• Directive: Render every line of the records below as a Markdown table with two columns, Row and Text. Number the rows in order and omit blank lines.
┌─ Information provided
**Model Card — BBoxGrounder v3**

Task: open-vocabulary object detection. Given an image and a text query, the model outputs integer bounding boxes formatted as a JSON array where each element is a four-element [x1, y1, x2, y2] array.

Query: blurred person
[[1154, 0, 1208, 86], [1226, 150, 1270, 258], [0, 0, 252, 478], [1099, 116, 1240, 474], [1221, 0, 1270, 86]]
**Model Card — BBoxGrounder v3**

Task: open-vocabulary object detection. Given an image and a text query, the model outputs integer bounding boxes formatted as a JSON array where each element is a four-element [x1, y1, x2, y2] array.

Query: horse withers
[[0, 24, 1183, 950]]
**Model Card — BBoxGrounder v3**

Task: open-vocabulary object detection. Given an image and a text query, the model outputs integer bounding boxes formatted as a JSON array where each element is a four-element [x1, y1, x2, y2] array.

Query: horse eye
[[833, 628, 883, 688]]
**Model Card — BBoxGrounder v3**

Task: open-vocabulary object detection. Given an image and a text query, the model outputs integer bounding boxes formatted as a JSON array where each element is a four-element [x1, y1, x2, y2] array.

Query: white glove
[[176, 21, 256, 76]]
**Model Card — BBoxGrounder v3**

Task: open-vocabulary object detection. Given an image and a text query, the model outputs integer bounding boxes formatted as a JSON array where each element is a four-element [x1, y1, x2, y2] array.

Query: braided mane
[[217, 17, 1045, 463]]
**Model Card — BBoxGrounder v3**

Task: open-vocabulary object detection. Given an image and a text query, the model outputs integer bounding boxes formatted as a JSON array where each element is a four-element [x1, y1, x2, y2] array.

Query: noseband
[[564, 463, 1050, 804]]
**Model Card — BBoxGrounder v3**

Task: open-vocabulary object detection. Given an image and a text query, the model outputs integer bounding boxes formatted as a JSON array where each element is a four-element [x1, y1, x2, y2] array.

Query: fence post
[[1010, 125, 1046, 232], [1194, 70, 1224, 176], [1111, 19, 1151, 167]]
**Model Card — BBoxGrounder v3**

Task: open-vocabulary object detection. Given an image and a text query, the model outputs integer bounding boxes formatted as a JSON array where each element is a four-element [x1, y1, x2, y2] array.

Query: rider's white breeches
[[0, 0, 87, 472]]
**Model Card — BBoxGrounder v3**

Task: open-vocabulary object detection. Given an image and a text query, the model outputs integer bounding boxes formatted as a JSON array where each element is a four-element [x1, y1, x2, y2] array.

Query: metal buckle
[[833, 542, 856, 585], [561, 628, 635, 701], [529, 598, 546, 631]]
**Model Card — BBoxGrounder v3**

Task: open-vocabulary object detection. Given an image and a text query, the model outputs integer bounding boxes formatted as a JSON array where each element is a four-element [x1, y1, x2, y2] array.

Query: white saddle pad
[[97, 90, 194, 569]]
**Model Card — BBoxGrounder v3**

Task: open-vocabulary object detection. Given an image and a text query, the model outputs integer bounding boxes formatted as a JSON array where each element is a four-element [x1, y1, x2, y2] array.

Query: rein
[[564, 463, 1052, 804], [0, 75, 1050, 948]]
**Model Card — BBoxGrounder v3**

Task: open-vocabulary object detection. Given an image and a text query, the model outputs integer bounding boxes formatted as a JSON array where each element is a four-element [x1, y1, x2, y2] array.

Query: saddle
└─
• The reply:
| Row | Text |
|---|---|
| 1 | **Model Card — BBoxGrounder v3** |
| 2 | Task: open-vocabulary object detection. Given an image and a text query, the model outputs integer bounding boxes formatted as a JSON array where each element is a four-element [x1, y1, x2, y2] array. |
| 3 | Query: blurred person |
| 4 | [[1154, 0, 1208, 86], [1226, 150, 1270, 258], [0, 0, 252, 478], [1099, 116, 1240, 474], [1221, 0, 1270, 86]] |
| 5 | **Model Card — BBoxGrounder v3** |
| 6 | Task: open-vocabulary object detection. Given an image and a text query, the model outputs integer bounding boxes formatted as a JSON array where each element is a four-element [x1, y1, x2, y2] array. |
| 7 | Query: horse withers |
| 8 | [[0, 24, 1183, 950]] |
| 9 | **Model Card — BBoxGrounder v3** |
| 10 | Task: open-vocabulary object detection. Given an image and a text query, the model outputs integer bounding boxes formatted as a JSON array where each element is a four-element [x1, y1, x2, y2] array. |
| 11 | Query: horse eye |
| 12 | [[833, 628, 883, 688]] |
| 13 | **Model Card — BBoxGrounder v3** |
| 14 | Task: open-vocabulary object detection. Given an image and a text query, the model outputs integer bounding boxes formatted as a JSON array where each element is a four-element [x1, y1, x2, y2] array. |
| 15 | Query: white glove |
| 16 | [[176, 21, 256, 76]] |
| 17 | **Model Card — BBoxGrounder v3** |
| 18 | Task: open-vocabulary object detection. Given an image and a text query, the model outputs integer bounding boxes formatted as a JSON array where each element is a four-element [x1, y1, x2, y2] array. |
| 19 | Query: braided mane |
| 20 | [[217, 17, 1045, 463]] |
| 21 | **Model Card — BBoxGrounder v3** |
| 22 | Task: open-vocabulary object detection. Given an image and a text query, the model outputs integer bounding boxes formatted as a JSON array where each element is a four-element [x1, y1, x2, y2] array. |
| 23 | Query: noseband |
| 24 | [[564, 463, 1050, 804]] |
| 25 | **Model Card — BBoxGrounder v3** |
| 26 | Task: open-vocabulary object detection. Given an image and a text query, the model outputs integer bounding boxes formatted as a JSON array where each element is a four-element [x1, y1, x2, y2] array. |
| 27 | Query: fence post |
| 28 | [[1010, 125, 1046, 232], [1194, 70, 1224, 176], [1111, 19, 1151, 167]] |
| 29 | **Model Card — BBoxGrounder v3** |
| 30 | Task: open-vocabulary object detection. Given an image and a text query, the model outputs integer bounding boxes formatted as a JSON array where each element is a four-element [x1, y1, x2, y2] array. |
| 31 | Query: rider's white breeches |
| 32 | [[0, 0, 87, 472]] |
| 33 | **Model Card — BBoxGrounder v3** |
| 34 | Task: open-vocabulary object detection. Given an image and a text query, the model outputs integer bounding boxes formatted as a JSON array where each element is a four-element [x1, y1, x2, y2] array. |
| 35 | Query: metal buckle |
| 36 | [[833, 542, 856, 585], [561, 628, 635, 701], [529, 598, 546, 631]] |
| 37 | **Model Card — BBoxGrounder v3** |
| 38 | Task: open-vocabulary object detection. Given an image and a text query, the model outputs integer bounding boxes formatted as a JSON array where each element is a four-element [x1, y1, x2, y2] array. |
| 39 | Query: white saddle pad |
| 40 | [[97, 90, 194, 569]] |
| 41 | **Model Card — BBoxGrounder v3** |
| 42 | Task: open-vocabulary object detection. Given an image and a text query, the model outputs integer bounding boxes formatted as a JSON array where each element is a four-element [x1, y1, x2, y2] array. |
| 43 | Query: rein |
| 44 | [[564, 463, 1052, 804], [0, 75, 1050, 948]] |
| 45 | **Model Card — BBoxGrounder v3** |
| 46 | Task: open-vocabulary object detection. Given an image and a text query, the model outputs integer bounding boxes formatted as a JSON array where each element is a four-element [x1, y1, x2, y2] array. |
| 47 | Query: saddle |